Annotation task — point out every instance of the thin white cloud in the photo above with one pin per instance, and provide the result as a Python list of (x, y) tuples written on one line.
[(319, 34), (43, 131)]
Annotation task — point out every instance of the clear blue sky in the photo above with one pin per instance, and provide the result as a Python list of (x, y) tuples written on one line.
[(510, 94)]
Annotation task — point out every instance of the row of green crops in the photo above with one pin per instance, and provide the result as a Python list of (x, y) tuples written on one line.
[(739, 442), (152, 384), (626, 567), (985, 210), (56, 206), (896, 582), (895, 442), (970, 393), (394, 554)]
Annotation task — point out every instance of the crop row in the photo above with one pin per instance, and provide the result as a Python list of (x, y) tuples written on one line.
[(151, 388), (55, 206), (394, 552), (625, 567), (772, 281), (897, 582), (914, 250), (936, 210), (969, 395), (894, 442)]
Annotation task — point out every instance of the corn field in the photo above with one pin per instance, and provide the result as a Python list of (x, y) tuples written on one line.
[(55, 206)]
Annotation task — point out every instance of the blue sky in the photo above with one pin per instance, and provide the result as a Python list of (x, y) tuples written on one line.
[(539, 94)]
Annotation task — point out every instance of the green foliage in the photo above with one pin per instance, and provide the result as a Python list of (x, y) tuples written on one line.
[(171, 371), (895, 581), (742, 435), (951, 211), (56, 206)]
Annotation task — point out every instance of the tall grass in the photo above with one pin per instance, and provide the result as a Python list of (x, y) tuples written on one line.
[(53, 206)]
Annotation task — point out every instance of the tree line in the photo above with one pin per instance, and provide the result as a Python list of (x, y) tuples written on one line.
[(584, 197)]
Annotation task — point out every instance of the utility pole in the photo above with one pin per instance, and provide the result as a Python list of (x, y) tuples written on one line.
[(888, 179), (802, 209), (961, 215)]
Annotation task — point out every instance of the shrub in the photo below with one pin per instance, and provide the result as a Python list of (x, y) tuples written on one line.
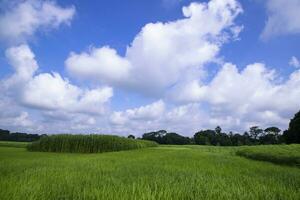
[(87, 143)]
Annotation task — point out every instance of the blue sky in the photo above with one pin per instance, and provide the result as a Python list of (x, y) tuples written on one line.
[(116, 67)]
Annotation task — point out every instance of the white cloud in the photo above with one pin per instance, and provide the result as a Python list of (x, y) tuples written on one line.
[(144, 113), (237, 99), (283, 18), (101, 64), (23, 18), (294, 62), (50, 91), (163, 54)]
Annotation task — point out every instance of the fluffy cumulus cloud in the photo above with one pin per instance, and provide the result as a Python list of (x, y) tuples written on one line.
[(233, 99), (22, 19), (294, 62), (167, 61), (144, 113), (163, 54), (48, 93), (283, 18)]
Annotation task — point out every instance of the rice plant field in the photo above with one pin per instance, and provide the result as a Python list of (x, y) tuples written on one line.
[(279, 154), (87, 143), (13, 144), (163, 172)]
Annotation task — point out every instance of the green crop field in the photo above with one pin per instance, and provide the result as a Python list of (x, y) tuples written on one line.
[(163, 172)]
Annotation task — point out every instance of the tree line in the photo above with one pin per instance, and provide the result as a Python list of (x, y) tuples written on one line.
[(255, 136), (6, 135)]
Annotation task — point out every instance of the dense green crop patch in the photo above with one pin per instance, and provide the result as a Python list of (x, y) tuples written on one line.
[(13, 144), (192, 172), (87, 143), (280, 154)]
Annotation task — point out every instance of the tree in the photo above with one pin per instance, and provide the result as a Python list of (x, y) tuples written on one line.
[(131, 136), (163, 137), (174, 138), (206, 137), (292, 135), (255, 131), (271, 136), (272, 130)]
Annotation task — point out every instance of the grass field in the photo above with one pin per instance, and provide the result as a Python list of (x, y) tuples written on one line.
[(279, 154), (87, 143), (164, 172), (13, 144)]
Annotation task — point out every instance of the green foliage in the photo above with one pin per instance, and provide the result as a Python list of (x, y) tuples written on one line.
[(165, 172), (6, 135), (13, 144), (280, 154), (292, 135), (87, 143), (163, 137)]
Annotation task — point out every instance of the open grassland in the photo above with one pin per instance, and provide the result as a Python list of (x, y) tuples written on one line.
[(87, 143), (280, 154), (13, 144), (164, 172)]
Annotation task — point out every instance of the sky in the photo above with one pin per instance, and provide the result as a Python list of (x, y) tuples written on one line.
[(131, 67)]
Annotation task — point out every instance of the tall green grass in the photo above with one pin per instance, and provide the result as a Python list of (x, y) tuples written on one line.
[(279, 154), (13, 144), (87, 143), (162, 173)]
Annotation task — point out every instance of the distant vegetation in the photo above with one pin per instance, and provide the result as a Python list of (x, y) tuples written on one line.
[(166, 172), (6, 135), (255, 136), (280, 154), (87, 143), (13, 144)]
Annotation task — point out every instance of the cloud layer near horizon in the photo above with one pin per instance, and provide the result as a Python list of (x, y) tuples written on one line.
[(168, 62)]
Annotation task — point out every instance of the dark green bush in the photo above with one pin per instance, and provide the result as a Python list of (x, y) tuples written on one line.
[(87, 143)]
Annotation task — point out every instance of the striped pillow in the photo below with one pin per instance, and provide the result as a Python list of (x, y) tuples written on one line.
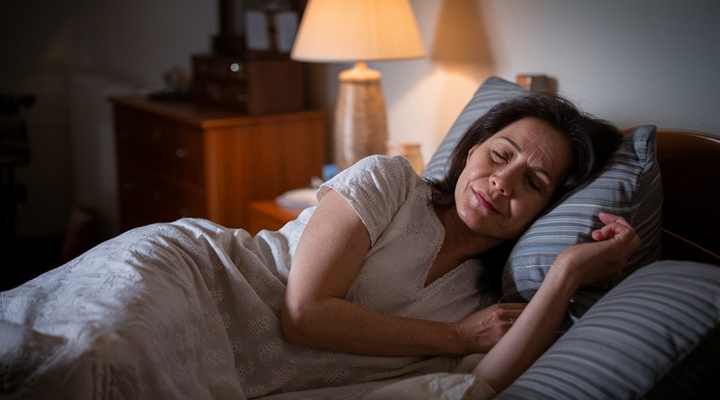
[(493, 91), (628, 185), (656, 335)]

Task to complete:
Switch every "one pin per instance" in the items above to "one marker per instance" and write all the lines out again with nothing else changed. Leave out the pictures.

Reply:
Annotation task — point out every instance of the thin white cloud in the photo above with one marker per instance, and provide the result as a Python list of (x, y) tuples written on one line.
[(319, 34), (43, 131)]
Annotation task — point out every instance of the clear blue sky in the photo above with one marker per instance, and provide the result as a Python list of (x, y) tuples written on one line.
[(510, 94)]
Annotation task — point out every instance of the row of green crops in the photo above with one marker per instance, and provide the result as a Python list of (x, y) tuples written on one line.
[(739, 442), (152, 384), (626, 567), (985, 210), (56, 206), (896, 582), (895, 442), (970, 393), (394, 554)]
Annotation task — point out every instance of the crop row in the photo above with one marker per instance, and provide the result as a Python list of (x, y) tuples written on one line.
[(151, 388), (55, 206), (394, 552), (625, 567), (772, 281), (897, 582), (914, 250), (936, 210), (969, 395), (894, 442)]
Annotation task — point out every instance of the corn field in the photo above with one marker per instance, and provide the result as a Python list of (x, y) tuples written on one line.
[(55, 206)]
Annotation task — point out every instance of the blue sky in the photo above with one marker per instance, and provide the result as a Python list of (x, y) tuples written on one line.
[(539, 94)]
Annotation task — point out every instance of the green foliage in the photo above with one marker per instance, and provide the result as a Python list of (x, y) tuples written on one line.
[(171, 371), (895, 581), (742, 435), (951, 211), (56, 206)]
Annotation task — point out every instance of the tall grass in the photo above with one marker per instance, and provide the result as a Python list of (x, y) tuples written on one line.
[(53, 206)]
Annotation task — point out every instance of the tree line in the photo above with one marker per instance, and provide the result as a Python list of (x, y) tuples written on one line.
[(584, 197)]
Annotation task — point out every instance of the utility pole in the photo above with one marker per instance, and provide the result as a Python list of (x, y) tuples written on one line.
[(888, 179), (802, 209), (961, 215)]
Annotation task — point out every instance of the shrub in the photo below with one marker per instance, and provide the result as a Python list of (x, y) tuples written on one line.
[(87, 143)]
Annotation task — point out every instance of the blue sky in the photo above with one marker per instance, and provide the result as a Python list of (x, y) tuples written on one line.
[(116, 67)]
Annotation task — point out every instance of the white cloud in the photo above with one marker per instance, and provide the result as a Python list of (x, y) tuples written on one line.
[(144, 113), (237, 99), (283, 18), (101, 64), (23, 18), (294, 62), (50, 91), (163, 54)]
Annotation task — point out every instance of the fluffy cumulus cloud in the photo above with one marker per instance, and provide the result as a Python list of (x, y) tuples written on one line.
[(233, 99), (22, 19), (294, 62), (167, 61), (144, 113), (163, 54), (48, 93), (283, 18)]
Annotation task — point out every instance of the rice plant field in the photo above with one marker per instance, and provide the result as a Python list of (x, y) tuples written on one line.
[(279, 154), (87, 143), (13, 144), (163, 172)]
Annotation task — point out every instance of the green crop field in the photo above with one marker per instance, and provide the result as a Python list of (x, y) tuples written on one line.
[(163, 172)]
Annotation task — point out every instance of the tree line in the photo above with one marker per instance, and provide the result as a Python list of (x, y) tuples written on one line.
[(255, 136), (6, 135)]
Annotation task — point out every instance of the dense green crop patch in the photo above with one marker per instance, and provide the result as a Python list of (x, y) tuples written on one line.
[(13, 144), (192, 172), (87, 143), (280, 154)]
Annotation task — point out every instance of the tree in the photo above with one marker per instance, and provide the result as a Python list of (x, y) tuples written on one line.
[(131, 136), (163, 137), (174, 138), (206, 137), (292, 135), (255, 131), (271, 136), (272, 130)]
Annotation task — point out every instance of the grass field in the photo above with one marker per instance, and provide the result as a Python list of (x, y) tuples written on one line.
[(279, 154), (87, 143), (164, 172), (13, 144)]
Annotation task — point out every instance of the green foliage in the photo above with one marker per instance, and provide the result as a Python list of (x, y) tuples written on one line.
[(165, 172), (6, 135), (13, 144), (280, 154), (292, 135), (87, 143), (163, 137)]
Annotation task — point out every instance of the open grassland in the photo above with one marker per instance, and provide the result as a Python list of (x, y) tuples written on one line.
[(87, 143), (280, 154), (13, 144), (164, 172)]
Annotation task — point out every instance of the sky in the photo above with one marker per instance, and provide the result as a Python list of (x, y) tuples written on one line.
[(131, 67)]
Annotation task — point out every instance of the tall green grass in the photo above with one marker per instance, and provide the result as a Python list of (x, y) tuples written on one line.
[(279, 154), (13, 144), (87, 143), (162, 173)]
Annotation task — point out every instance of the distant vegetation in the photo above with one marker per instance, and provide the result as a Python list of (x, y) tuples written on one line.
[(166, 172), (6, 135), (255, 136), (280, 154), (87, 143), (13, 144)]
Annotation task — point out every instance of the cloud layer near horizon in the photo above with one marker per instance, and provide the result as a Python list of (x, y) tuples written on one line.
[(168, 62)]
Annotation task — point out every instance of the dark green bush in the photo above with one marker per instance, and provide the result as a Python list of (x, y) tuples written on one line.
[(87, 143)]
Annotation task — point out every instance of the striped pillow in the photo below with one marker per instance, and provide the result as a Python list of (x, y) tuples written on one line.
[(493, 91), (628, 185), (656, 335)]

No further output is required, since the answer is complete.